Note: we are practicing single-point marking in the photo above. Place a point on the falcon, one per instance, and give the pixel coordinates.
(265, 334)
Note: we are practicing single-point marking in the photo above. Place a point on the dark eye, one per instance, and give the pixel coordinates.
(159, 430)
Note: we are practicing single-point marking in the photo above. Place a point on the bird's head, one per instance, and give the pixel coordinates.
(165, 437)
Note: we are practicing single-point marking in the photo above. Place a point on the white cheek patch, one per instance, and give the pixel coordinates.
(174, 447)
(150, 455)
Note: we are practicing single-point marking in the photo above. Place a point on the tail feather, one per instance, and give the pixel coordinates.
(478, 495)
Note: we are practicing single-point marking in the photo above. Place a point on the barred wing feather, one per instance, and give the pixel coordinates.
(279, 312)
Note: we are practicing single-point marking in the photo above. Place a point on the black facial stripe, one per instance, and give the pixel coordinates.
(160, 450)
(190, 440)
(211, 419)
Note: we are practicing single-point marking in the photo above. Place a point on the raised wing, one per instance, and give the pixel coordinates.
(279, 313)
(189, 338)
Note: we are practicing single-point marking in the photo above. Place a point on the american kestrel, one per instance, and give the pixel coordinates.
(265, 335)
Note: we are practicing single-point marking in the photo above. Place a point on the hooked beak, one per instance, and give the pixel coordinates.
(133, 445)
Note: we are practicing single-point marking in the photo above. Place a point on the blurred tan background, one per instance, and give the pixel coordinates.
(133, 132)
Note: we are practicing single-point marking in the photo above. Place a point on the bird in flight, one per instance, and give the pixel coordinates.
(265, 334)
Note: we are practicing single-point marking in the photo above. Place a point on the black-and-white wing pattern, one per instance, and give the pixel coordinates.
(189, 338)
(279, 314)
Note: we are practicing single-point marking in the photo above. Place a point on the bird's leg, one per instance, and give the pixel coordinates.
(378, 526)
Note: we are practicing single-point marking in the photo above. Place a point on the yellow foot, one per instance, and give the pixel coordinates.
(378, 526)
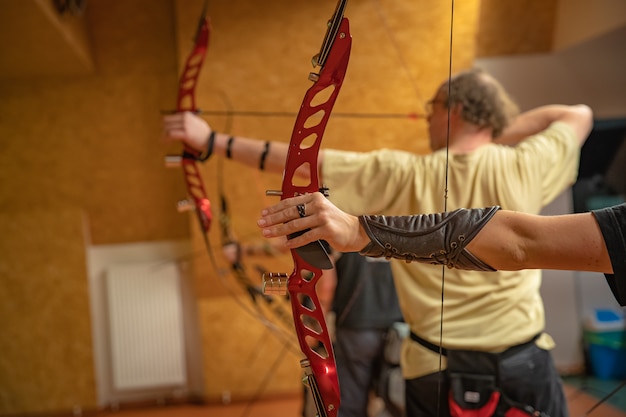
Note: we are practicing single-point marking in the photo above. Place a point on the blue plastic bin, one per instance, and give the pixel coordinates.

::::::::::

The exercise –
Reproduce the lines starting at the one that contains "on the yellow" and continuing through the end of the items, including both ends. Leave out any pictures.

Task result –
Note: we are practicing single-point marking in the photo above. Place a point on the yellow foot, one per instance, and give the pixel coordinates.
(378, 526)
Note: we are practicing single-point marking in the photo above. Place a point on the blue plastic bin, one per instance, and give the pixel coordinates.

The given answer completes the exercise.